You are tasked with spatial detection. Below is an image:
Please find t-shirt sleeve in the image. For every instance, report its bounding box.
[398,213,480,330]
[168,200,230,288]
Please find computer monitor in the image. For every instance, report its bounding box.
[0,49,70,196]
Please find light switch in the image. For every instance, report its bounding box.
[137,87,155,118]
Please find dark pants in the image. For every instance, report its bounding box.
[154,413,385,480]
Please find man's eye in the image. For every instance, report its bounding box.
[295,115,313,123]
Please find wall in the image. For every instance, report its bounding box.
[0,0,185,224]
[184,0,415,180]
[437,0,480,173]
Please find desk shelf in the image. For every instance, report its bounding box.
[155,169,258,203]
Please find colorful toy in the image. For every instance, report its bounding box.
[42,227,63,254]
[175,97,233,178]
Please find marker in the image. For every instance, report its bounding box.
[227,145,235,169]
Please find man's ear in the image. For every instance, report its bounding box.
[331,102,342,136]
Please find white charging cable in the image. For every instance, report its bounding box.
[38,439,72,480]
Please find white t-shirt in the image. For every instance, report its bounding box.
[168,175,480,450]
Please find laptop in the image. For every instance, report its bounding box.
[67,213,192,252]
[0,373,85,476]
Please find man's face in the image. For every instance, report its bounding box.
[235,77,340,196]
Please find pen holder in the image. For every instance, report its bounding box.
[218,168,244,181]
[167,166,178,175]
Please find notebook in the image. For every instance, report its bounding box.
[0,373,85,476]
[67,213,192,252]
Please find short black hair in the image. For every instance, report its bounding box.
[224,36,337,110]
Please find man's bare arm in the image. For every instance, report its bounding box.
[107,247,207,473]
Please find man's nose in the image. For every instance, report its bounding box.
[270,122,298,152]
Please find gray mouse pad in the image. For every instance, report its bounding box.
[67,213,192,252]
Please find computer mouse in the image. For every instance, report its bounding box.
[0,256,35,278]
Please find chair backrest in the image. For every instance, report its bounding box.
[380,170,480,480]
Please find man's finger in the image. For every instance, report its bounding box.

--

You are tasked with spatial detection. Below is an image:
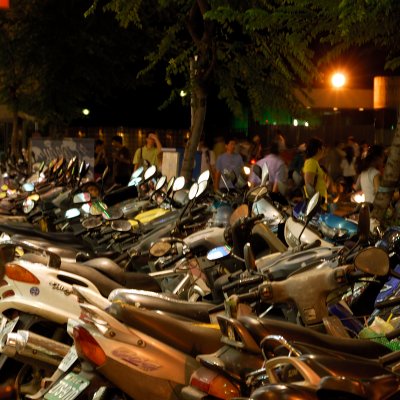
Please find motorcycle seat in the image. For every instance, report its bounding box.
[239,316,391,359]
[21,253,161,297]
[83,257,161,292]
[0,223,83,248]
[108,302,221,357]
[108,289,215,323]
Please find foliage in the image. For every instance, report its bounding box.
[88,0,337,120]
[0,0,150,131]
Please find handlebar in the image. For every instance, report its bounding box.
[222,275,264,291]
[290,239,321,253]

--

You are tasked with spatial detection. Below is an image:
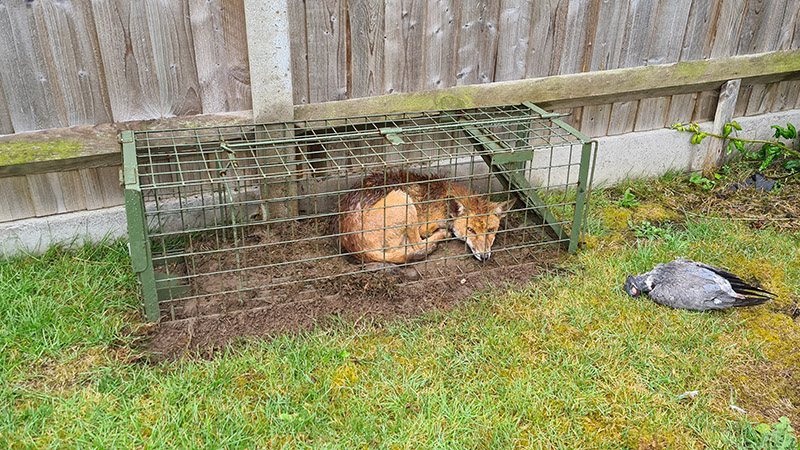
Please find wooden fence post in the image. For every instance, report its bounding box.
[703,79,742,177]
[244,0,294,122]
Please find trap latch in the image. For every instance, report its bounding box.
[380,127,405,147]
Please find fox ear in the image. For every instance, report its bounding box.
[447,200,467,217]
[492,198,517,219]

Task goal: Return the rows starting at the line that contains "Please find white charging" and ending at the line that contains "Please find man's finger", both included, word for word.

Full solution:
Please find white charging cable in the image. For every instance, report its bounding box.
[38,439,72,480]
Please find white t-shirt in the image. For every instance, report its bounding box.
[168,175,480,450]
Please find laptop in the image. For every instance, report its bounding box.
[67,213,192,252]
[0,373,85,476]
Please find man's face in the image. For every instance, report its bounding box.
[235,77,340,196]
Please find pen holder in the image. For every instance, report its bounding box.
[218,168,244,181]
[167,166,178,175]
Please find notebook in the image. For every instance, report its bounding box.
[0,373,85,476]
[67,213,192,252]
Please find short black hair in the image. For every instance, report its bounding box.
[224,36,337,110]
Please find man's bare arm in the image. For every instance, report its bounding box.
[107,247,207,473]
Please find man's nose in the image. For every instance, report its bounding box.
[270,122,298,152]
Please find gray mouse pad in the image. For every instance, report its bounding box.
[67,213,192,252]
Please find computer mouse in the image. For every instance, report its bounding box.
[0,256,35,278]
Please find chair backrest in the image. For every instance, report its bounding box.
[380,170,480,480]
Please find man's finger in the image. For every instance, report its bounding box.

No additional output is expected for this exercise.